Rewrite the material from its start through the line containing "M222 417L226 420L226", inclusive, renaming "pale tree trunk" to "light-colored tree trunk" and leaving everything else unchanged.
━━ Record extracts ━━
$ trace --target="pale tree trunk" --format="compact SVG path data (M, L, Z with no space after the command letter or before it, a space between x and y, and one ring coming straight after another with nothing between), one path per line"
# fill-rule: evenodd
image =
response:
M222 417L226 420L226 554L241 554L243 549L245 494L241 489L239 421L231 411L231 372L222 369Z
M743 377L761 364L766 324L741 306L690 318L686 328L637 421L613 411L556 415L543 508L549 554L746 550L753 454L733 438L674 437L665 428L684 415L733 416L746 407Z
━━━
Full answer =
$ trace --target="light-colored tree trunk" --format="compact SVG path data (M, L, Z with no space after the command letter or before it, a space between x and y, and one ring coming straight after another with nothing between), one path per line"
# fill-rule: evenodd
image =
response:
M222 417L226 420L226 554L241 554L243 549L245 494L241 489L239 421L231 411L231 372L222 369Z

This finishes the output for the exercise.